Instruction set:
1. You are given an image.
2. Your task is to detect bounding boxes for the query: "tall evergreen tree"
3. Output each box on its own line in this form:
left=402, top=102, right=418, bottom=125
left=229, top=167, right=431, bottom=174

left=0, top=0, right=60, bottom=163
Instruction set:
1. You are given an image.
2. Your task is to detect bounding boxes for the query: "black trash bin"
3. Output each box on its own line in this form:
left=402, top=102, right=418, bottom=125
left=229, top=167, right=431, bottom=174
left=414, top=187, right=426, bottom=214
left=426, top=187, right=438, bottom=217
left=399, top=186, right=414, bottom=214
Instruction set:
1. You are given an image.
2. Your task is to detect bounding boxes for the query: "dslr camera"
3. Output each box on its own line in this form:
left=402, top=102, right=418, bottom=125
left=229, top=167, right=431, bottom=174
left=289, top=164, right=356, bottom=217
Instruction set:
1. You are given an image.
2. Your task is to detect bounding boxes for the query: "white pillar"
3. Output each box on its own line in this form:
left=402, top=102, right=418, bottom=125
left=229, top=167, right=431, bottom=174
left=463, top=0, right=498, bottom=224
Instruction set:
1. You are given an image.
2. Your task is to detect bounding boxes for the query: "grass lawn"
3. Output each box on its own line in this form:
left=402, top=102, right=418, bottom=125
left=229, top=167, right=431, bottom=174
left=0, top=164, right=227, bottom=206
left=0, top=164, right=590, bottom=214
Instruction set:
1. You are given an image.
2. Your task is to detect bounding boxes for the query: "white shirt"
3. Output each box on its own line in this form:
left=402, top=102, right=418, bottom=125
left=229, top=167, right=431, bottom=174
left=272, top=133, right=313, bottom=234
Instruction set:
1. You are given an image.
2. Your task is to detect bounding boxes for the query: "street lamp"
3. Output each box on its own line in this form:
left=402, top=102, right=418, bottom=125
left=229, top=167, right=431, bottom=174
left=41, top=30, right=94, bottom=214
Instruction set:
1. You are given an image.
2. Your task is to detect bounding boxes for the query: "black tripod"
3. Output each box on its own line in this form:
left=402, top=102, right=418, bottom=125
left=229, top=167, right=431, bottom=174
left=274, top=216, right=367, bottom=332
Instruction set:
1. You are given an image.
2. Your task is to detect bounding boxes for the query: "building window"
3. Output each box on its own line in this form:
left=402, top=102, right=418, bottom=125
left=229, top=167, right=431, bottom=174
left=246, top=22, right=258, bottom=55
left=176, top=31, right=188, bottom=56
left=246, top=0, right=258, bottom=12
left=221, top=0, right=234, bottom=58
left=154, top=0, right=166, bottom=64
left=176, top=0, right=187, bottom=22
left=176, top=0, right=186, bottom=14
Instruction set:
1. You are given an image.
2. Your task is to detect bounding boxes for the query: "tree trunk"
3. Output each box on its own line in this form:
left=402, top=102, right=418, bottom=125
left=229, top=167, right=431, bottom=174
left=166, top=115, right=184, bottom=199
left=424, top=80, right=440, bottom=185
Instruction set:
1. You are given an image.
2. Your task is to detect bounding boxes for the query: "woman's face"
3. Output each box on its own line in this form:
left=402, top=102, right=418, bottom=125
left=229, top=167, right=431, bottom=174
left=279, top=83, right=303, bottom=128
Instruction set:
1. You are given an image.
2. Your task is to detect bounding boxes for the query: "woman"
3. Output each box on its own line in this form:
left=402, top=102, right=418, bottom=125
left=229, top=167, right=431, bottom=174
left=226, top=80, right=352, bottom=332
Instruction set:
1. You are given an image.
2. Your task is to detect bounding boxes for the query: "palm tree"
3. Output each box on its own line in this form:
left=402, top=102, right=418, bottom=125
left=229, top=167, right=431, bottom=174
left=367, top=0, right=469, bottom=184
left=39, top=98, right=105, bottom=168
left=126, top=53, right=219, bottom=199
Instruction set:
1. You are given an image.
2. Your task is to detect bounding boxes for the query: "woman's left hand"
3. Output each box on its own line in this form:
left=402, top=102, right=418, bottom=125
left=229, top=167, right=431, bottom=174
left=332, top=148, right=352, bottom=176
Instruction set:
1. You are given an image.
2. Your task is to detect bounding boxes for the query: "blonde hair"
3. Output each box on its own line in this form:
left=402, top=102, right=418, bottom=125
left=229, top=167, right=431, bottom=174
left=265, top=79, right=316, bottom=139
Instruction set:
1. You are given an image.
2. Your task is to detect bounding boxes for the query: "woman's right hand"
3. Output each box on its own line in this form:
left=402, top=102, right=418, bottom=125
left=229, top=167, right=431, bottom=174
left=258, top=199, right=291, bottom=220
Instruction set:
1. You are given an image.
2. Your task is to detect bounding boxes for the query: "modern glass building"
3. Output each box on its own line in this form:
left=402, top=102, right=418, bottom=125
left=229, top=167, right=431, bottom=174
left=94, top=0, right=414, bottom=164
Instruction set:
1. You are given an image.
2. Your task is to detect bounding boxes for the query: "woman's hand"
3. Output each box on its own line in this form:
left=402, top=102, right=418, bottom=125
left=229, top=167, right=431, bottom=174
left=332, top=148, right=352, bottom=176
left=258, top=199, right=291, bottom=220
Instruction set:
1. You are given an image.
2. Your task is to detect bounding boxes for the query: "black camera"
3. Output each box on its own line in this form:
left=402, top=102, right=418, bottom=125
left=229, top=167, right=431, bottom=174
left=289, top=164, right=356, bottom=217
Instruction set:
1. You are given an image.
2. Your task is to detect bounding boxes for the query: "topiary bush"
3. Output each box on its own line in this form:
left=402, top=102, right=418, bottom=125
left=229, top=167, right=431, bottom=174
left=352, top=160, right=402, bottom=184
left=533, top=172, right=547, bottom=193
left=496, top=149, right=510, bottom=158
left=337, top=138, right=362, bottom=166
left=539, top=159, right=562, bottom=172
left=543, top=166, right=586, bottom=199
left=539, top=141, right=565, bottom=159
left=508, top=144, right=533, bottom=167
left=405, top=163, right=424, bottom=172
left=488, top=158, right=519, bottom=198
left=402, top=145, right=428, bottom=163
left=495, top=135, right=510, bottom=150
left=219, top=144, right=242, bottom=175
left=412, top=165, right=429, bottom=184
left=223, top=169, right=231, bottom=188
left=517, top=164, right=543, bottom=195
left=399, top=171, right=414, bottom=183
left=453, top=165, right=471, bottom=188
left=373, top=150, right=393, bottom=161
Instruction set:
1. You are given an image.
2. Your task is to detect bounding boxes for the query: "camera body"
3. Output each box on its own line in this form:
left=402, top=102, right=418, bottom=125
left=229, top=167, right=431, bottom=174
========================
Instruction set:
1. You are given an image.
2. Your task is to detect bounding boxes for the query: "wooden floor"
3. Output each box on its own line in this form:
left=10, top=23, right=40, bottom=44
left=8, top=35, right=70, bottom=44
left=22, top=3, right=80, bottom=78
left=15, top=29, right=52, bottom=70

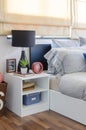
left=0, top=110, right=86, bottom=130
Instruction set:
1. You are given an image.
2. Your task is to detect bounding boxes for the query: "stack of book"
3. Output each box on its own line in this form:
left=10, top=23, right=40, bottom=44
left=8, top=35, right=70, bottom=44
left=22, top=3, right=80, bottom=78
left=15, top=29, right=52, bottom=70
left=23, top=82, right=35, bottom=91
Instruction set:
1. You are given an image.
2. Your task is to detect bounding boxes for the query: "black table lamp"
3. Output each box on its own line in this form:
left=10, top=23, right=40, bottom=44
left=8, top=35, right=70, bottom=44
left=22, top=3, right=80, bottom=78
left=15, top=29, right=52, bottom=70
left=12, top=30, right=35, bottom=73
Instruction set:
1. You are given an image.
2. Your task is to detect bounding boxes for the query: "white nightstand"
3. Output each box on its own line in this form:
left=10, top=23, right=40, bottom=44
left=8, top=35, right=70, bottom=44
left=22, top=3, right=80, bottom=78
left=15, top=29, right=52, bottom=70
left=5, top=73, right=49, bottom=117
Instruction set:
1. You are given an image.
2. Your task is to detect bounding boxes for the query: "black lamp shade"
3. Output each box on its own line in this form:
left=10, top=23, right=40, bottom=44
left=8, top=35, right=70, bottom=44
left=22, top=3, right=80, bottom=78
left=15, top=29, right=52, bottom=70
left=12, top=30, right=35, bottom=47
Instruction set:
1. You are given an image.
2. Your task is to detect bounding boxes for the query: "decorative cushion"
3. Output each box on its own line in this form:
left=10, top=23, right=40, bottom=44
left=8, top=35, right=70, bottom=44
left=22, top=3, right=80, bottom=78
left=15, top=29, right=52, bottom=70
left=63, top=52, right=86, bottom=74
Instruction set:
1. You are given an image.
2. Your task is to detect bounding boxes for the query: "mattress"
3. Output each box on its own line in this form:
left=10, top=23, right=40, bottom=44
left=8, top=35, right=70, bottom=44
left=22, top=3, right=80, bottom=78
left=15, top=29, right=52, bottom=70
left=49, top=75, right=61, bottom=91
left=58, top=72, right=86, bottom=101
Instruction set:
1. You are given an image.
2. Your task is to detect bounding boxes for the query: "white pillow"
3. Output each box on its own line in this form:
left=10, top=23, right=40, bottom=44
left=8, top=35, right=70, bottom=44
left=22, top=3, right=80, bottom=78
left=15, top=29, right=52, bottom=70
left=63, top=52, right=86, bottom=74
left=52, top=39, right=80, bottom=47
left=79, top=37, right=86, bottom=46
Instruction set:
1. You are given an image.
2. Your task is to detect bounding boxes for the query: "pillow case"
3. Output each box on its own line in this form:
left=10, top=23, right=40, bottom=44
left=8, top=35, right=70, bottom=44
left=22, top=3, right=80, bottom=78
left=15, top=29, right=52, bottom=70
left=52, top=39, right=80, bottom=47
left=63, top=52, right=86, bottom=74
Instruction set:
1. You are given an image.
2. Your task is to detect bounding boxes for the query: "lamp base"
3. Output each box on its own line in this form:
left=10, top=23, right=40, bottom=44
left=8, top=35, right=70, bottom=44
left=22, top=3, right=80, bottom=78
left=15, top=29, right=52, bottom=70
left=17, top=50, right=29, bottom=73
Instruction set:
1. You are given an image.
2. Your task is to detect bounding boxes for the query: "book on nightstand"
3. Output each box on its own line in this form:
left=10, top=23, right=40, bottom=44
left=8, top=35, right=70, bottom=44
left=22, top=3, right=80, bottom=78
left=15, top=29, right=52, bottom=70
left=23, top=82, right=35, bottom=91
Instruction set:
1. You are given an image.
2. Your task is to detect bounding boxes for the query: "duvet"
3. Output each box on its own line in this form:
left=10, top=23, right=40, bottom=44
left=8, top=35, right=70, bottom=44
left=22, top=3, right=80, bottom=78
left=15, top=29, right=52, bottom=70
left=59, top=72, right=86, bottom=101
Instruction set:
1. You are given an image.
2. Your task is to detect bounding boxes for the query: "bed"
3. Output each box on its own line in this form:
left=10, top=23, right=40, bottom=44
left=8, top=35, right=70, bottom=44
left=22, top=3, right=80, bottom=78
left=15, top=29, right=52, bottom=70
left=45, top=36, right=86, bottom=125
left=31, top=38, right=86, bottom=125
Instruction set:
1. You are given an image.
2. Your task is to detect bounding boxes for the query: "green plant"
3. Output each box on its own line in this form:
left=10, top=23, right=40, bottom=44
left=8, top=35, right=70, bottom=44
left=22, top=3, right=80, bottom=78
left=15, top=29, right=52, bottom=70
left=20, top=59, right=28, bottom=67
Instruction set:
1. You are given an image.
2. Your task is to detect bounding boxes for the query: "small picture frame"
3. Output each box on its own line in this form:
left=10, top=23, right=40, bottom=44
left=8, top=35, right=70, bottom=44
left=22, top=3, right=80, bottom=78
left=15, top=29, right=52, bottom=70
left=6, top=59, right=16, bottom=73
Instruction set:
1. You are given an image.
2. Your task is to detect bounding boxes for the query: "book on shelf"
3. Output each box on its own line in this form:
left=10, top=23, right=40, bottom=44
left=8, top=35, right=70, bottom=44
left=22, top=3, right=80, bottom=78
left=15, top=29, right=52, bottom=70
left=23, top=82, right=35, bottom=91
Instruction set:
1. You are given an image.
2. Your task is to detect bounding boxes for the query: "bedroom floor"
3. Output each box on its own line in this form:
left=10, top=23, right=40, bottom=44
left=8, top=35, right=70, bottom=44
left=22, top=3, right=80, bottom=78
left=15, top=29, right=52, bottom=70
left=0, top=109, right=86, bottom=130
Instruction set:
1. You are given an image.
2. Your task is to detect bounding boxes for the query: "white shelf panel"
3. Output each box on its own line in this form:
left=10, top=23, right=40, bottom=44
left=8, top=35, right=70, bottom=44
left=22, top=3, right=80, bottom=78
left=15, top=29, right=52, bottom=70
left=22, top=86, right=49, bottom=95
========================
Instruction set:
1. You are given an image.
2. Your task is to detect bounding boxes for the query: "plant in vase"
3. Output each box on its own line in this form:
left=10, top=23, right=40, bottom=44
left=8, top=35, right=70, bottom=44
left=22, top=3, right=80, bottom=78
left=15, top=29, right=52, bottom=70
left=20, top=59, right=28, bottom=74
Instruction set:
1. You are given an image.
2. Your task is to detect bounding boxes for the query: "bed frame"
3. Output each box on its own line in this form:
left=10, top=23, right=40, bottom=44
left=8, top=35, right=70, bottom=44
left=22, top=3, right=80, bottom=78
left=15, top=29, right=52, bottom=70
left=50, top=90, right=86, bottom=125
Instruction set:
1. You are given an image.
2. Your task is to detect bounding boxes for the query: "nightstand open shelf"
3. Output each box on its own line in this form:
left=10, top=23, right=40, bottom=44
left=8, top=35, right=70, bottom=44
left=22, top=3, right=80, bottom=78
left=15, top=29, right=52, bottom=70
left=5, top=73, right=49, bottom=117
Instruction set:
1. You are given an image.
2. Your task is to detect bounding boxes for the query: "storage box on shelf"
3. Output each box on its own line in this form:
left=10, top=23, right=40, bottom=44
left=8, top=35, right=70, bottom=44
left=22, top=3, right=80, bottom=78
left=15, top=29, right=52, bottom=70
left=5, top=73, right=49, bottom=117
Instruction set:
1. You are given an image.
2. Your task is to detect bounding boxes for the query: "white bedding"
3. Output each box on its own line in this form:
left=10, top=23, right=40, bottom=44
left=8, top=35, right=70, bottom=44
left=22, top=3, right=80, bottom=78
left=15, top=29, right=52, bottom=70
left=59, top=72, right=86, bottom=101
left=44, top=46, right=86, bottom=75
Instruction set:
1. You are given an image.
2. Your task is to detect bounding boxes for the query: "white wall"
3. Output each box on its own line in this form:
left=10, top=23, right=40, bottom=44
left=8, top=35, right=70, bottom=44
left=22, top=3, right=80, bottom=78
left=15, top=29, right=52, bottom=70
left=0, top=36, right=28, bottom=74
========================
| TASK REQUIREMENTS |
Locate each line in the records above that contains the word "black" and copy it out in full.

| THE RESPONSE |
2. Your task is to detect bounding boxes for the query: "black trash bin"
2. Your task is to detect bounding boxes for the query: "black tripod"
2. Your task is to detect bounding boxes for the query: "black camera"
2. Your task is to detect bounding boxes for the query: "black table lamp"
2. Your task is to detect bounding boxes for the query: "black lamp shade"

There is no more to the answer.